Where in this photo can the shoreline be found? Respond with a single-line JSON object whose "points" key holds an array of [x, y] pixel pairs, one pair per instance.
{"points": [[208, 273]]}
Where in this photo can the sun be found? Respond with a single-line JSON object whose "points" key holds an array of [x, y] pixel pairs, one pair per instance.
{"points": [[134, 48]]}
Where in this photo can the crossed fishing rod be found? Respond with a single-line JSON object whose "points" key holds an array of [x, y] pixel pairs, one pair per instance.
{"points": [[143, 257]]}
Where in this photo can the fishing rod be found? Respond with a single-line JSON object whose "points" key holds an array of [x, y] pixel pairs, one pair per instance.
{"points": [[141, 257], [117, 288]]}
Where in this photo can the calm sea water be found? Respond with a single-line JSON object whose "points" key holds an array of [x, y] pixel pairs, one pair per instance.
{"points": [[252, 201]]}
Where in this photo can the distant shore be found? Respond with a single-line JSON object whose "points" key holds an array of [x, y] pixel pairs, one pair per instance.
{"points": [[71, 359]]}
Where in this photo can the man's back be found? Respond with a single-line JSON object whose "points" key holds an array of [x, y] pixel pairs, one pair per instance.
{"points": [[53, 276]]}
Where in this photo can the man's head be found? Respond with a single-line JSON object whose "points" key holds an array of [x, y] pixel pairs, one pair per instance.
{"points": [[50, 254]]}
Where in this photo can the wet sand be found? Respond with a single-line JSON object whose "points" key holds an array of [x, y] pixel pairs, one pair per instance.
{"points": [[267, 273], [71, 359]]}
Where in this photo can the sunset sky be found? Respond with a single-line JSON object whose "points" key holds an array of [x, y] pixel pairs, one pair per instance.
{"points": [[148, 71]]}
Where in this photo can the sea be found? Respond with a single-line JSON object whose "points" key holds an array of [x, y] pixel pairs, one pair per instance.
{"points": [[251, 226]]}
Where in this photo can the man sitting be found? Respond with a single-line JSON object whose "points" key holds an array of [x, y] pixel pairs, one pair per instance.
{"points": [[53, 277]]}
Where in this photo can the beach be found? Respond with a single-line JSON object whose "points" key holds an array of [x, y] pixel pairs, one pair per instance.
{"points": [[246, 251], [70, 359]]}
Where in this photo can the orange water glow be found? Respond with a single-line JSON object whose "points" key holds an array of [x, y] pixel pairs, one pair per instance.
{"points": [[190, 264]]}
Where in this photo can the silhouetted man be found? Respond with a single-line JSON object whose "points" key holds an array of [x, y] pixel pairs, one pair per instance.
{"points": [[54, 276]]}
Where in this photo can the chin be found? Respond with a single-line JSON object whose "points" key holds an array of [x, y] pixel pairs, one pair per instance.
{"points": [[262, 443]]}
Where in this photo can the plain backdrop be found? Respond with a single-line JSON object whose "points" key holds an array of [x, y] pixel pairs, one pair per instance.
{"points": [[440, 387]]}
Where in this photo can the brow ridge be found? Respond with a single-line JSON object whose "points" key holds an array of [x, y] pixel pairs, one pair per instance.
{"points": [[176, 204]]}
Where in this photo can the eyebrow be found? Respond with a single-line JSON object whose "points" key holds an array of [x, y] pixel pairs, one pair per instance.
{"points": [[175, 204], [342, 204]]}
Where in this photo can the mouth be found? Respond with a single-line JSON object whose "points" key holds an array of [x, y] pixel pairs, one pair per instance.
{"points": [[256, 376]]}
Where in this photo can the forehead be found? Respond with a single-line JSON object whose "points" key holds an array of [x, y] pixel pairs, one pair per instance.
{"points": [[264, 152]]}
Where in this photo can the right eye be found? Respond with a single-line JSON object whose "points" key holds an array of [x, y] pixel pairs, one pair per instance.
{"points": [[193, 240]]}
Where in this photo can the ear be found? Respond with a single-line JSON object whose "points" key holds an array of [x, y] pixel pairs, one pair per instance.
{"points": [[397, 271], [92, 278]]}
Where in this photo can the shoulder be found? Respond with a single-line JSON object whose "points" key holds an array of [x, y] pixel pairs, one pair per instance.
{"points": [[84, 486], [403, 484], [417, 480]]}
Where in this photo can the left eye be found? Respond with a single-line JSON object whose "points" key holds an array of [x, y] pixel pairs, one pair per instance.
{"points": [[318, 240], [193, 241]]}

* _Your instructions_: Make an exact copy of the whole listing, so that no line is lost.

* _Result for this task_:
Where in this photo can the shoreline be found? Respond with a single-line JSON object whose "points" key holds an array of [x, y] pixel pairs, one pair per instance.
{"points": [[208, 273]]}
Where in this photo can the sun be found? Respond with a single-line JSON object whose "points" key holds an array of [x, y] pixel pairs, one pair per instance.
{"points": [[134, 48]]}
Where in this photo can the crossed fishing rod be found? Respond with a single-line JSON object whose "points" key holds an array of [x, y] pixel pairs, one pair per instance.
{"points": [[143, 257]]}
Where in this photo can the fishing rod be found? Respond with a single-line JSON object whose "points" key holds an array of [x, y] pixel pairs, one pair per instance.
{"points": [[141, 257], [117, 288]]}
Where in this photo can the calm sea water be found? Respond with a single-line JSON object whose "points" key holds an array of [x, y] pixel pairs, one pair per instance.
{"points": [[252, 201]]}
Where in this photo can the distant shore be found? Respond with a single-line JSON object whose "points" key holds an array of [x, y] pixel pairs, one pair per instance.
{"points": [[71, 359]]}
Where in this photo can the man's back be found? Respond with a single-line JSON object whose "points" key holds an array of [x, y] pixel pairs, one pair per instance.
{"points": [[53, 276]]}
Where in this photo can the man's head be found? Respond with a single-line JSON object whose "points" key holds an array of [x, y] pixel pairs, one pair per instance.
{"points": [[50, 254]]}
Where in this photo can the wet sand be found? Respond with a single-line JSON object whose "points" key holds an array of [x, y] pixel pairs, one pair per instance.
{"points": [[267, 273], [71, 359]]}
Where in this photo can the sunset sky be found? Respond with a single-line JSON object whose "points" key holds an array of [x, y] pixel pairs, one pair per instance.
{"points": [[148, 71]]}
Where in this photo can the sea be found? Respond with a single-line JSON object whose "points" key holds an array of [x, y] pixel pairs, one pair per instance.
{"points": [[251, 226]]}
Where in this photo can the man sitting be found? Respond with a single-line JSON object whose "points" key holds an array of [x, y] pixel pairs, one pair per instance.
{"points": [[53, 277]]}
Where in this photo can the beach be found? Respond with a single-line JSON object whose "points" key holds an array of [x, y] pixel pairs, one pair per instance.
{"points": [[246, 251], [70, 359]]}
Where in this photo can the orange water glow be found? Respond with a single-line JSON object whose "points" key holds an array of [x, y] pixel pairs, one pair per instance.
{"points": [[190, 264]]}
Where in this photo can the silhouetted man be found? Respond with a single-line JSON object whose "points" key holds an array of [x, y] pixel pairs, one pair per instance.
{"points": [[54, 276]]}
Where in this photo can the chin be found? Respond with a single-line JSON object whose "points" key holds an array of [x, y] pixel pairs, one pair per instance.
{"points": [[262, 443]]}
Where in this photo can the plain backdrop be found? Respond with a single-line JSON object whose "points" key holds an array of [x, y] pixel pairs, one pair per instance.
{"points": [[440, 387]]}
Where in this photo can the brow ridge be found? Respond with a single-line JSON object whose "points" key holds an array of [x, y] pixel pairs, one pair per instance.
{"points": [[176, 204]]}
Where in this photo can the eyebrow be found? Respond with a single-line JSON object whose "points" key holds an array of [x, y] pixel pairs, one pair per instance.
{"points": [[175, 204], [342, 204]]}
Where in this photo can the mouth be found? Respond with a single-line JSON object whose "points" key holds an array of [x, y] pixel pairs, one pair per instance.
{"points": [[256, 376]]}
Where in this photo can the forehead be found? Respond with a single-line JSON object whose "points" key holds an array of [x, y] pixel pairs, one pair per instance.
{"points": [[264, 152]]}
Where in this photo can the right eye be found? Respond with a single-line JSON object whose "points" key holds an array of [x, y] pixel pairs, one pair per instance.
{"points": [[193, 240]]}
Where in this photo can the ear be found? Respond with a single-line JSON object whose "points" key holds an array of [x, y] pixel pairs, one pair per instance.
{"points": [[397, 271], [92, 278]]}
Where in this photo can the shoulder be found? Respond with a single-line JSON object whose "points" key holds an array of [x, y] pixel pairs, one pair per instance.
{"points": [[84, 486], [403, 484], [417, 480]]}
Where in this photo can the left eye be found? Respond with a single-line JSON object whose "points" key holds an array of [x, y] pixel pairs, one pair per instance.
{"points": [[318, 240], [193, 241]]}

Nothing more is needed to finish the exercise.